(Dataset excerpts on object pointing)

+ + + +

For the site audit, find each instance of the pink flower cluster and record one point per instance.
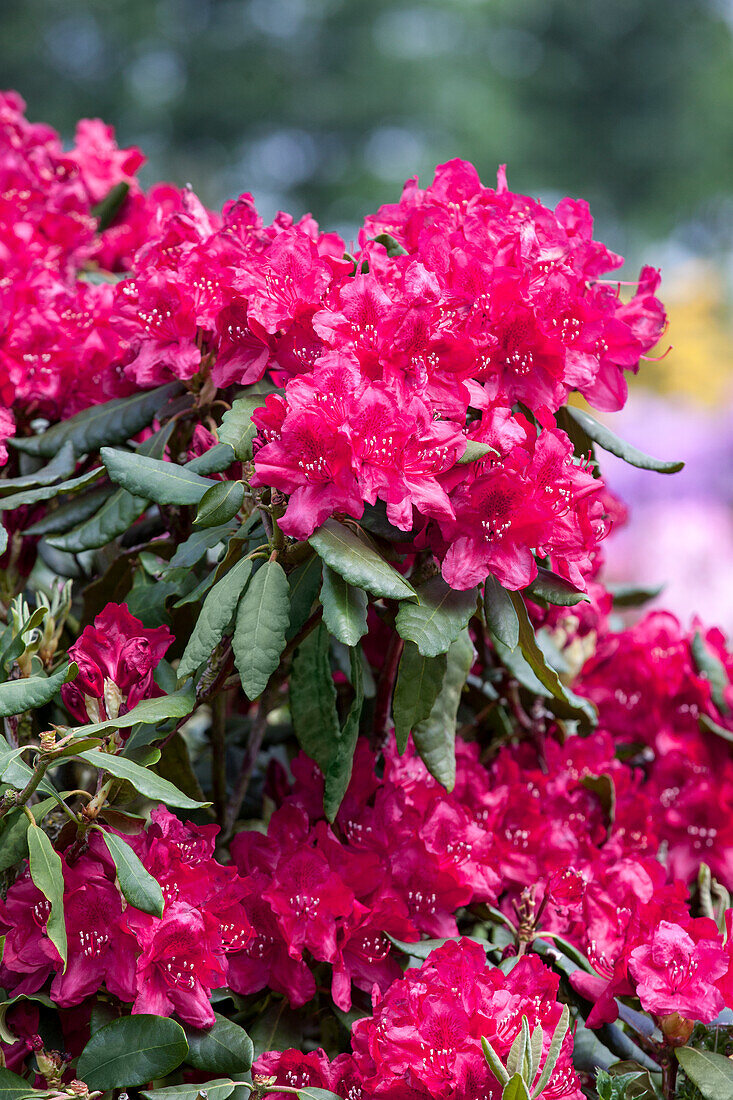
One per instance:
(424, 1038)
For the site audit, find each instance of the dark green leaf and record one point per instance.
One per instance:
(438, 618)
(46, 492)
(345, 607)
(152, 479)
(711, 1073)
(217, 613)
(313, 697)
(219, 1089)
(555, 590)
(237, 428)
(610, 442)
(338, 769)
(351, 557)
(501, 615)
(62, 465)
(214, 461)
(143, 780)
(138, 886)
(711, 669)
(219, 504)
(419, 680)
(47, 875)
(262, 619)
(112, 422)
(435, 737)
(26, 694)
(223, 1048)
(131, 1052)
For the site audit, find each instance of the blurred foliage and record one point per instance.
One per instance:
(328, 105)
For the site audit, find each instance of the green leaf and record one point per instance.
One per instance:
(393, 246)
(711, 1073)
(338, 769)
(218, 1089)
(438, 618)
(108, 208)
(515, 1089)
(578, 707)
(262, 619)
(131, 1052)
(555, 590)
(46, 492)
(419, 680)
(214, 461)
(13, 1087)
(143, 780)
(237, 428)
(610, 442)
(47, 875)
(313, 697)
(62, 465)
(26, 694)
(119, 512)
(152, 479)
(149, 711)
(217, 613)
(138, 886)
(711, 669)
(112, 422)
(13, 833)
(351, 557)
(435, 737)
(501, 615)
(223, 1048)
(219, 504)
(345, 607)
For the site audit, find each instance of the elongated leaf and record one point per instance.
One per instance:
(578, 706)
(345, 607)
(217, 613)
(119, 512)
(419, 680)
(176, 705)
(501, 616)
(26, 694)
(154, 480)
(610, 442)
(262, 619)
(214, 461)
(237, 428)
(218, 1089)
(143, 780)
(555, 590)
(338, 769)
(131, 1052)
(351, 557)
(46, 492)
(313, 697)
(223, 1048)
(711, 1073)
(62, 465)
(109, 424)
(219, 504)
(47, 875)
(13, 1087)
(438, 618)
(138, 886)
(435, 737)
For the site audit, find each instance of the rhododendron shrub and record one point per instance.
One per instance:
(329, 766)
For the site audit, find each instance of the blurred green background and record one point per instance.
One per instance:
(327, 106)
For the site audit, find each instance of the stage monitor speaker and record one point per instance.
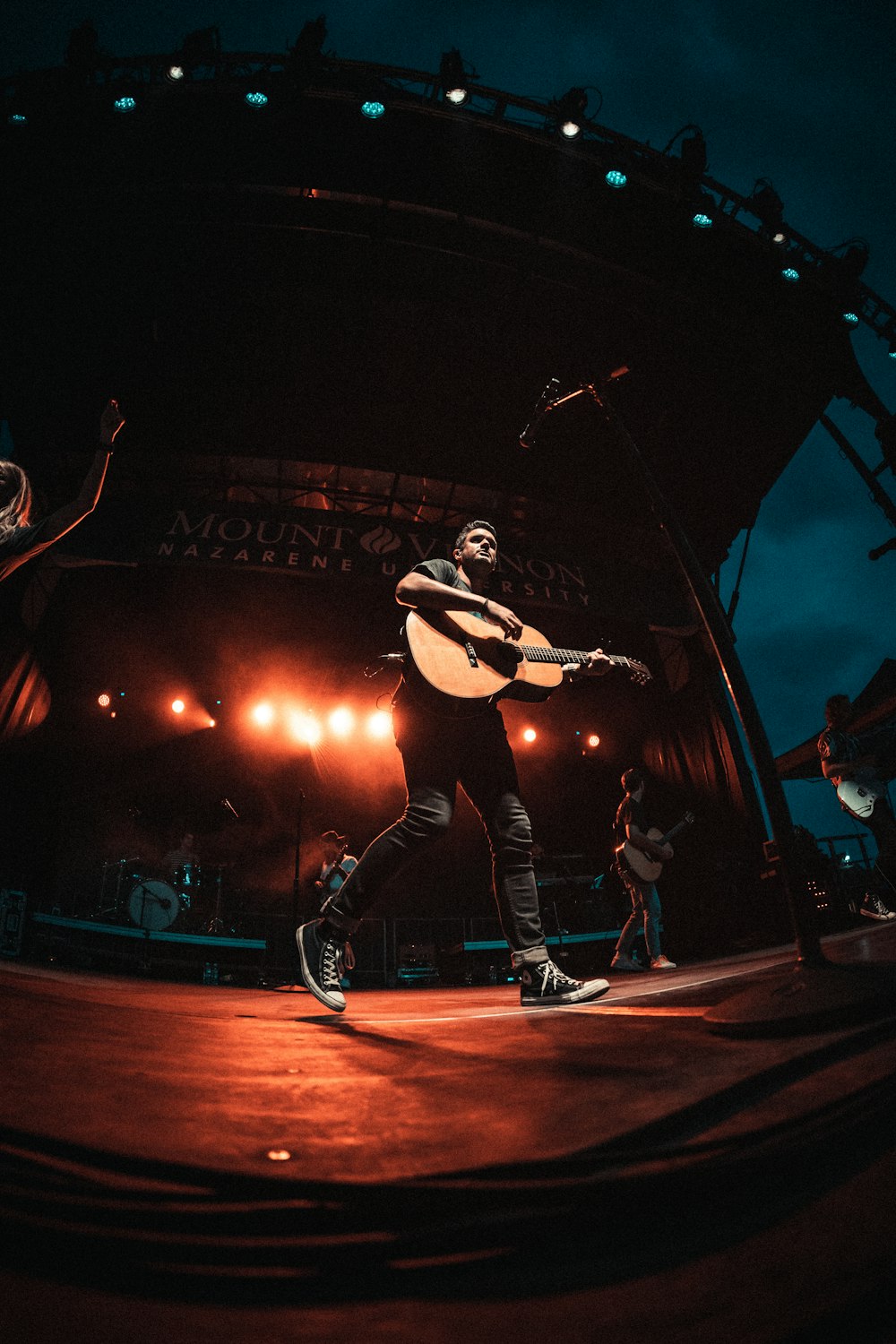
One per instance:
(13, 921)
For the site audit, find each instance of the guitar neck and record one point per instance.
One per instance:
(536, 653)
(675, 831)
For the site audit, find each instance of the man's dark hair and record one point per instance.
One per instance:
(469, 527)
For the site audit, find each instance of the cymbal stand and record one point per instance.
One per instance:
(215, 925)
(115, 909)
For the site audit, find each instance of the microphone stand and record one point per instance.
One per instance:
(814, 992)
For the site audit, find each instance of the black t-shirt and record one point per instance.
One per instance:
(629, 814)
(19, 546)
(445, 572)
(414, 690)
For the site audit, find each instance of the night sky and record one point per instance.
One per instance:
(799, 94)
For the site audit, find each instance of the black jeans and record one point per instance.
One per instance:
(883, 827)
(438, 754)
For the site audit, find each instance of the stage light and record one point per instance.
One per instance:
(304, 728)
(568, 113)
(379, 723)
(452, 78)
(373, 109)
(341, 722)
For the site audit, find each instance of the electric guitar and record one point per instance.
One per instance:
(336, 870)
(643, 867)
(469, 660)
(860, 793)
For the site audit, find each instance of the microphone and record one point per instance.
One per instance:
(549, 392)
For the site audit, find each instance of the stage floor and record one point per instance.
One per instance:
(191, 1161)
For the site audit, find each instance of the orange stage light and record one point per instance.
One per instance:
(306, 728)
(379, 723)
(341, 722)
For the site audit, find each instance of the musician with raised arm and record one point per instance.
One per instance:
(21, 539)
(850, 762)
(632, 830)
(441, 750)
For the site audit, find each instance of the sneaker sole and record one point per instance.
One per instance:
(581, 996)
(330, 1002)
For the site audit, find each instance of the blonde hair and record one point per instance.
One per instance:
(15, 499)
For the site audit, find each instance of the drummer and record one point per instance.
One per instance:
(182, 863)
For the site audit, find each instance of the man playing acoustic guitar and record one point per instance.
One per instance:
(630, 830)
(440, 750)
(849, 761)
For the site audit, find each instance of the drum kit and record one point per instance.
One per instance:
(131, 892)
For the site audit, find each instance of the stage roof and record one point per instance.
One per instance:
(301, 284)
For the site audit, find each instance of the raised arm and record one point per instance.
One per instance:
(64, 519)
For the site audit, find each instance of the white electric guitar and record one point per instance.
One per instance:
(643, 867)
(860, 793)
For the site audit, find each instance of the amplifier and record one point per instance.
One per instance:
(13, 921)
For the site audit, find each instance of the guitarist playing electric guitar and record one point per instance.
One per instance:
(632, 832)
(336, 866)
(850, 762)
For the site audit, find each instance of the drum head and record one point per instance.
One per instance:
(153, 905)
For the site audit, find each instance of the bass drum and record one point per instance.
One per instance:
(153, 905)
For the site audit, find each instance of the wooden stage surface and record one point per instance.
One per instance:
(206, 1161)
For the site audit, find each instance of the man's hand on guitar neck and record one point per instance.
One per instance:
(597, 664)
(503, 616)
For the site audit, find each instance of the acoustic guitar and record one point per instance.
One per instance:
(860, 793)
(469, 660)
(640, 863)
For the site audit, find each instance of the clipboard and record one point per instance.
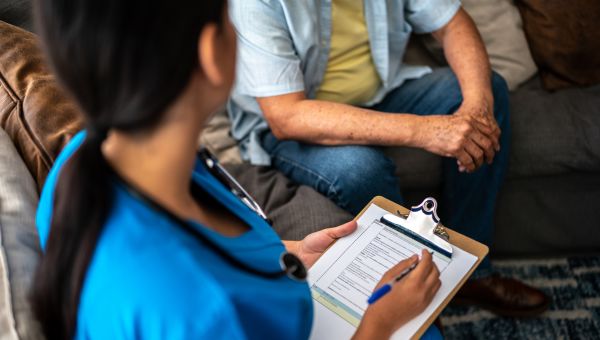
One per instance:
(456, 239)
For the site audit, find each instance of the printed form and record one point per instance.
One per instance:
(345, 276)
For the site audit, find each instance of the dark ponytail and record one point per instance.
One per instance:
(82, 200)
(123, 62)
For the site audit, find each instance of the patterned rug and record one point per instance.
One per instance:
(574, 285)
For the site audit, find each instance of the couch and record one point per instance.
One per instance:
(548, 206)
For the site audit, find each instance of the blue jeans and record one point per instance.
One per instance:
(352, 175)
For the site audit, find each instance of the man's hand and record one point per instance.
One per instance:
(312, 246)
(483, 111)
(465, 136)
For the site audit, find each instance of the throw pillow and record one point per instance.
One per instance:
(34, 112)
(19, 244)
(565, 40)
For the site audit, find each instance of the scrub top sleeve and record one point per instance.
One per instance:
(267, 63)
(426, 16)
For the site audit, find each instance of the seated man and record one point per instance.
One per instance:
(321, 86)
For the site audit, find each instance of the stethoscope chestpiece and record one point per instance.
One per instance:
(293, 266)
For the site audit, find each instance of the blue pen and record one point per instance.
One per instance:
(388, 286)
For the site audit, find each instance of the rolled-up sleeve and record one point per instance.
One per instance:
(426, 16)
(267, 62)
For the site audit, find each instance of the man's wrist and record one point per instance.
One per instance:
(479, 98)
(291, 246)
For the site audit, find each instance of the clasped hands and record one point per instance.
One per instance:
(471, 135)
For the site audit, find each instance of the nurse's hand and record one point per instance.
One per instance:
(407, 299)
(312, 246)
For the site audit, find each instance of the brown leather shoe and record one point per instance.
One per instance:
(503, 296)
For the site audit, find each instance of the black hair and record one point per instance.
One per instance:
(124, 62)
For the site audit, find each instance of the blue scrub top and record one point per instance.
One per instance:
(149, 279)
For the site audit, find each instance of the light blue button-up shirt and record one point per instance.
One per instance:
(283, 47)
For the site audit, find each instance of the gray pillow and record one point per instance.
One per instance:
(19, 244)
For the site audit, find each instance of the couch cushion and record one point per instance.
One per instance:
(499, 23)
(19, 245)
(16, 12)
(554, 133)
(217, 139)
(34, 112)
(564, 37)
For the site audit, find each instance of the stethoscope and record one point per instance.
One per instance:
(290, 264)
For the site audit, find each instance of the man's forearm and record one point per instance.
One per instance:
(329, 123)
(466, 55)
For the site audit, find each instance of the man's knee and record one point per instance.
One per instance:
(366, 172)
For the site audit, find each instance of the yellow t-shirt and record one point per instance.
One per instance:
(351, 77)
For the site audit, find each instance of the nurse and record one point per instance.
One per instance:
(140, 239)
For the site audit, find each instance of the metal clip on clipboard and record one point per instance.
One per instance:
(423, 225)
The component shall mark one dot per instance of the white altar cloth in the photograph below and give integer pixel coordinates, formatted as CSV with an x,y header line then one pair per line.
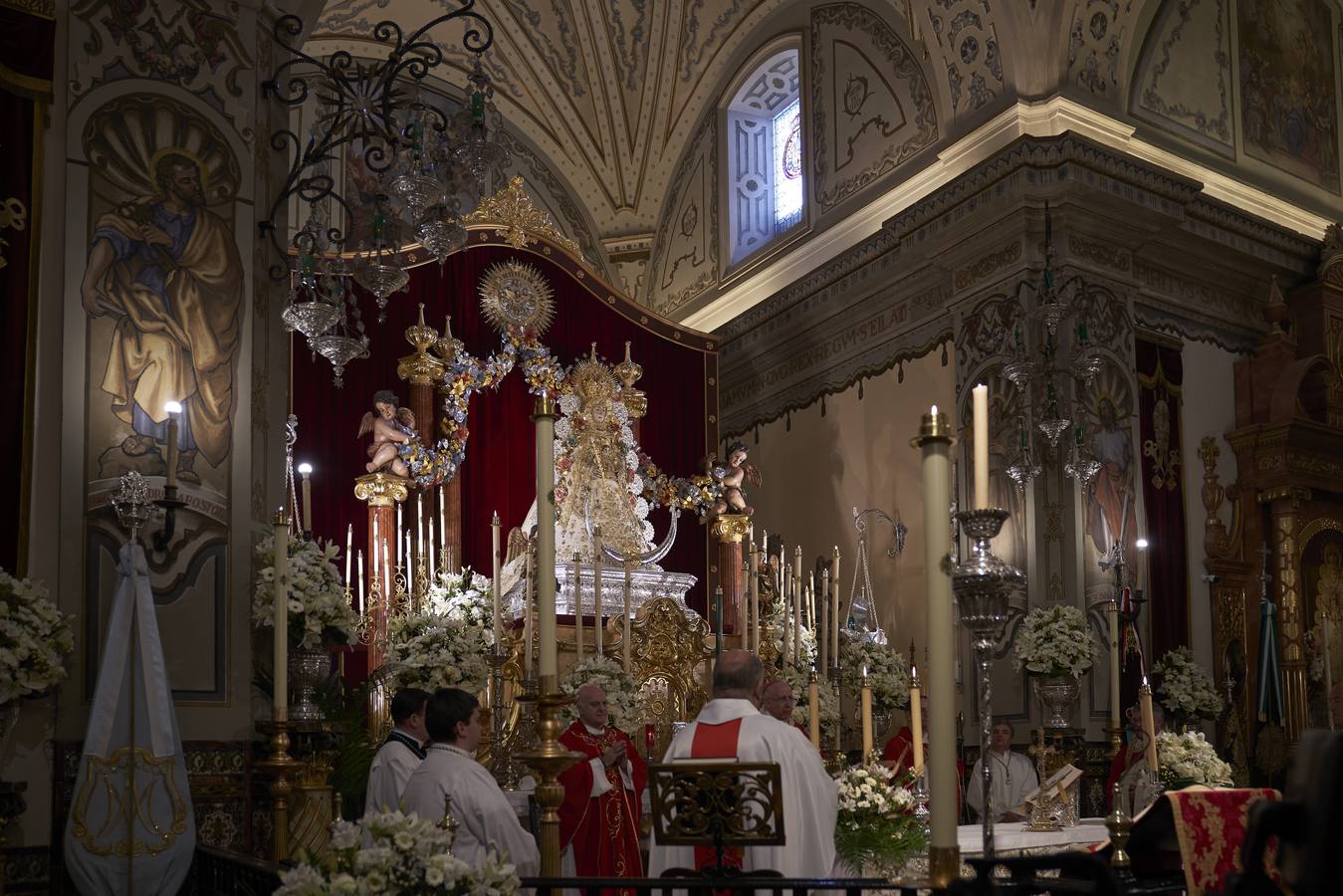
x,y
1012,837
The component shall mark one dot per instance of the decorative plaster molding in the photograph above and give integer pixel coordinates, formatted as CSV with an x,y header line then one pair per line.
x,y
1043,118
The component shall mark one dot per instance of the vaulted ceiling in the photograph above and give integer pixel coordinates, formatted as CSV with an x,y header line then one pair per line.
x,y
608,92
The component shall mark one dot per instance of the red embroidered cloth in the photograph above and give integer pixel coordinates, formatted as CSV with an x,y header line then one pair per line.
x,y
1211,826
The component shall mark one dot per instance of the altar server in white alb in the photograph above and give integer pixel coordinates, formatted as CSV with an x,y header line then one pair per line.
x,y
732,727
1014,777
487,822
399,755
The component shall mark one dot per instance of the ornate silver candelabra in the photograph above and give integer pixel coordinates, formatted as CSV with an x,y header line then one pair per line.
x,y
985,585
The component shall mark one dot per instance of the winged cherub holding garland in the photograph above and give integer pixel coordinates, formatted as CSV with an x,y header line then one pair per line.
x,y
391,426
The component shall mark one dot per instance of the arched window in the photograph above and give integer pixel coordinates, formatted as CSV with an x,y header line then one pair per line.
x,y
765,181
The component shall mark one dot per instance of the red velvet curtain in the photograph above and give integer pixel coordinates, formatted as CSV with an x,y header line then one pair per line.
x,y
499,472
1159,376
26,46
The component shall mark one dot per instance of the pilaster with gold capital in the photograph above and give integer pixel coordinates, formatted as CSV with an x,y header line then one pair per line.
x,y
730,531
381,492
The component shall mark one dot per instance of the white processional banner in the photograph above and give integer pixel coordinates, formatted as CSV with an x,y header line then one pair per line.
x,y
130,827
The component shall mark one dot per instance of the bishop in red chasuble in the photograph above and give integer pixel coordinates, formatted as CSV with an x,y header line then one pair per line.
x,y
603,796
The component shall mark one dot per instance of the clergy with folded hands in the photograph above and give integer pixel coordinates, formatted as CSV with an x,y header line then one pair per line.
x,y
603,796
731,727
487,822
400,754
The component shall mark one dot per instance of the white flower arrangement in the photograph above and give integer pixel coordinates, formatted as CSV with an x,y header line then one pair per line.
x,y
35,638
464,596
1186,688
622,691
318,607
876,827
408,856
1189,760
887,675
446,642
826,700
1054,641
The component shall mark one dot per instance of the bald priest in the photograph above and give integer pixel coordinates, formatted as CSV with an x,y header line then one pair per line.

+ + + +

**Exercise prompt**
Repeat exactly the lines from the line containing "The component shall mark one dot per instance of the arched" through the last line of the records above, including both, and nothing else.

**Response**
The component shall mark one dot per instance of the arched window in the photograph above and give integer pixel coordinates, formatted as CSV with an x,y header line then one pair per line.
x,y
765,181
The component shall mark one dot per instance of the red velvet curtain in the photograph above and give integer pixel coordinates, formatted as CSV with an x,y header line then one pair per line.
x,y
499,472
1159,376
26,46
The component shall mark one dot per instance of the pilaster with gold capital in the photograph above and give integer pixel coordinates, formatted as CSV with an x,y header line then one pair per line.
x,y
730,531
381,492
The component shall mark one dot per instance of the white processional banner in the photograph above and give integer pixel coordinates, formatted as CSV with an x,y header line then one pair per line.
x,y
130,827
The component shall mark one dot per instance of the bishop in red chasuble in the photograph above and give integer pixel coordinates, formatted as CSV with an x,y header line then one pair per line.
x,y
603,796
The component shall mark one dot per instance of the clergy with folded hands in the photograph above and give integer pixel coordinates, formatted as CSV with an x,y header line then one pair per line.
x,y
603,796
731,727
487,822
400,754
The component shall mark one dot per instance of the white flower arrangement in the photograph above and give integer pixel coordinates, formatted as CSV with an x,y header line then one pair per line.
x,y
35,638
464,596
1186,688
622,691
318,607
876,827
408,856
1189,760
887,675
446,642
826,700
1054,641
The component shall mark one dot per instance of the bald priest in the photograph above and give integer pixel coordinates, formatted as CSV with an x,y header line then one pair per line.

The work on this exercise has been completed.